(Records excerpted from a collection)
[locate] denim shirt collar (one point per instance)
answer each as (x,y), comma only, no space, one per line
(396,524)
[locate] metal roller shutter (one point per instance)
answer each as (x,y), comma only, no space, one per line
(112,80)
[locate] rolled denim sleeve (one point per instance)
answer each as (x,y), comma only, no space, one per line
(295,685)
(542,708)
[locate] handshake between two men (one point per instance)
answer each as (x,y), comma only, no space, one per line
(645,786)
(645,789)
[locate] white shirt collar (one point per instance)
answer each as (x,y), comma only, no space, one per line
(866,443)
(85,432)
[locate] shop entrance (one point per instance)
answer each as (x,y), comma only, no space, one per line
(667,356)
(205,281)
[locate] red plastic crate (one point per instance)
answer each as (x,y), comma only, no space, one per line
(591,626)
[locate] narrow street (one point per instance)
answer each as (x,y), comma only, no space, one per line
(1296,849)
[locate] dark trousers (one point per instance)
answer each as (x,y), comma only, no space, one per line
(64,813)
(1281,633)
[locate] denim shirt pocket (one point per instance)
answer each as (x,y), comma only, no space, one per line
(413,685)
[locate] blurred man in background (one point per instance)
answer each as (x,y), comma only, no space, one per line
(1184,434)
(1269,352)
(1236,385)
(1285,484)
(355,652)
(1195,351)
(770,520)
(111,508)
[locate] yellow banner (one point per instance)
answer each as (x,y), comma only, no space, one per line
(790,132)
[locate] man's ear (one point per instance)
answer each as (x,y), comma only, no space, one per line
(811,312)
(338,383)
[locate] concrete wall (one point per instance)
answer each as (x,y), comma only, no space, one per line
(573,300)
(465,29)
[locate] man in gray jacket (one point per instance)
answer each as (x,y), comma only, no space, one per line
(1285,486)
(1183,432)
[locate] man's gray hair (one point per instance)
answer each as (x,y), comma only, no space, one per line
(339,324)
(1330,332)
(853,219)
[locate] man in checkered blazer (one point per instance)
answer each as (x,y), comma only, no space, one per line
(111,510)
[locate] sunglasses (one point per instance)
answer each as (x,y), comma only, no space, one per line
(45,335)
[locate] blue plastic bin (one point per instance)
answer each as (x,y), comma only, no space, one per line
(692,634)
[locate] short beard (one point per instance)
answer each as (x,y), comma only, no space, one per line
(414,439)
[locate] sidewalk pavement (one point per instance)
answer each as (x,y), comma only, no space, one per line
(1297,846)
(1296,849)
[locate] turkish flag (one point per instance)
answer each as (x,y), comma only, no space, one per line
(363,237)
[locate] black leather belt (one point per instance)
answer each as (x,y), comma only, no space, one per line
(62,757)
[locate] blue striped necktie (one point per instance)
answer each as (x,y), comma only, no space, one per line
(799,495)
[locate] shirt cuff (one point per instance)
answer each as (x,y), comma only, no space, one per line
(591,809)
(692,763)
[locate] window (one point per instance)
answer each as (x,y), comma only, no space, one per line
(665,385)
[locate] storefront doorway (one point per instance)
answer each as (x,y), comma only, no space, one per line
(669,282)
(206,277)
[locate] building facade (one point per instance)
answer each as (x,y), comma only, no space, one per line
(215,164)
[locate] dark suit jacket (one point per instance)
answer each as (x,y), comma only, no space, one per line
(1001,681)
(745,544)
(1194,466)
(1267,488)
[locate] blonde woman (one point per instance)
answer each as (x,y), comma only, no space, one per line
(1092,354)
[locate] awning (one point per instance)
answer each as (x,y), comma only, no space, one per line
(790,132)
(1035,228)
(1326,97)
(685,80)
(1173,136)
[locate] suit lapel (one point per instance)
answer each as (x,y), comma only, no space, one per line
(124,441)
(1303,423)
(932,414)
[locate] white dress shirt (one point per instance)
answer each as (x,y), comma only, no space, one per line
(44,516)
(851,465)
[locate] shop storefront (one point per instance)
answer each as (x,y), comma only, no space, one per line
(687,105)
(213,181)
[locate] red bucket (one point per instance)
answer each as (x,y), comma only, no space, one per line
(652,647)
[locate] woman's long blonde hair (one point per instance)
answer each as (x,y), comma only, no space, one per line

Your goal – Please transcribe the entire listing above line for line, without changing a single character.

Exercise response –
[locate] denim shirt collar (one point per instance)
answer each as (x,y), comma only, no space, one per line
(396,524)
[locate] metal roller shutter (one point per instance)
answer each as (x,y), comma only, no space, one per line
(112,80)
[locate] rolled denim sleeve (one point per instance)
answer each as (x,y), comma only, no space, one per line
(295,685)
(542,708)
[locate] handshake between two men (one point per instance)
answer each as (x,y), comma only, no space, one per line
(645,786)
(645,789)
[locate] white shirt collar (one point per instance)
answer each as (x,y), comma only, no space, one per line
(866,443)
(85,432)
[locate] shop entrance (one point per instance)
answer each as (x,y), comma only, no space, one per line
(667,356)
(205,281)
[locate] red plastic crate (one point per instance)
answer each as (x,y), comma only, no space, one per line
(591,626)
[locate] narrow street (one point per instance)
answer each as (x,y), comma only, no space, one per line
(1296,849)
[locate] dark trousers (one point per instance)
answer each as (x,y), comma only, no space, one per line
(64,813)
(1281,633)
[locate] denim shirt pocket (one point per instance)
answer each as (x,y), comma only, no space, one per line
(413,685)
[locate] blurred man in background (one point per instance)
answer each as (x,y), comma only, no space, one per line
(1184,434)
(1269,352)
(1236,385)
(1285,484)
(355,652)
(1195,351)
(770,520)
(111,508)
[locate] yellow banner (one point per instance)
answer each as (x,y), comma only, no space, one per line
(790,132)
[locate] man's ear (one point per instance)
answer each as (x,y), comma only, no space, one per line
(811,312)
(338,383)
[locate] concrete wall (one point per instance)
answer each as (x,y), comma only, no space, one per line
(573,300)
(465,29)
[locate] man in gray jacket (one point per instance)
answer each as (x,y), comma only, no space, one per line
(1285,486)
(1183,432)
[locate] man's gray hair (one point per instance)
answer each as (x,y), comma only, no space, one per line
(339,324)
(1330,332)
(853,219)
[locate] man in checkered blazer (one point per instance)
answer each as (x,y), comma only, no space, one per line
(111,510)
[locate] sunglasses (one point per instance)
answer each as (x,y), comma only, no space, one per line
(45,335)
[locate] blue plastic bin (one point per instance)
answer each as (x,y), comma only, no space, one per line
(692,634)
[locate] short beard (one point per instance)
answer each as (x,y), comma only, no space, one per line
(414,439)
[locate] sidewalk pavement (one point per instance)
answer each as (x,y), comma only, no space, one per line
(1297,846)
(1296,849)
[locate] turkish flag (one point per instance)
answer each as (x,y), comma only, no space, one per line
(363,237)
[locate] black leather belt (one point per instance)
answer each as (x,y), comma only, no space, one per line
(62,757)
[locate] blue striped necktie (one point per instance)
answer each as (x,y), comma only, no space, one per line
(799,495)
[locate] shirt cuff (one point per instance)
answer each as (x,y), comma only, no space, one per line
(591,809)
(692,763)
[locate] window (one point per instance)
answer each as (x,y), comma only, no space, one per line
(665,385)
[locate] storefront doorway (one point per instance)
answer each as (x,y), comma only, no space, one per line
(669,282)
(206,277)
[locate] building facade (one point per instance)
answer each as (x,y), comma only, no space, one per line
(215,164)
[locate] dark suit jacket (one point per instance)
answer each as (x,y), comma only, no space, one per line
(1001,681)
(745,544)
(1194,466)
(1267,488)
[locate] blonde woman (one point per instance)
answer each as (x,y), comma only, no space, one per line
(1092,354)
[locate] awning (one point per instance)
answer each as (x,y), comma only, no space, one per line
(790,132)
(1035,228)
(1326,97)
(685,80)
(1173,136)
[locate] suit lapel (one point per instance)
answer each as (x,y), comma only, no space, one per line
(124,441)
(1303,423)
(932,414)
[locate] white dress shirt (one point per instance)
answer each as (x,y), comma only, no space, one per line
(44,516)
(851,465)
[locate] shop storefront (one point per instance)
answer each as (x,y), comma only, no space, one per line
(687,105)
(213,181)
[locate] red bucket (one point per instance)
answer each as (x,y), comma only, no space, one per line
(652,647)
[locate] woman's long blonde hair (one point per instance)
answer each as (x,y), comma only, no space, one per line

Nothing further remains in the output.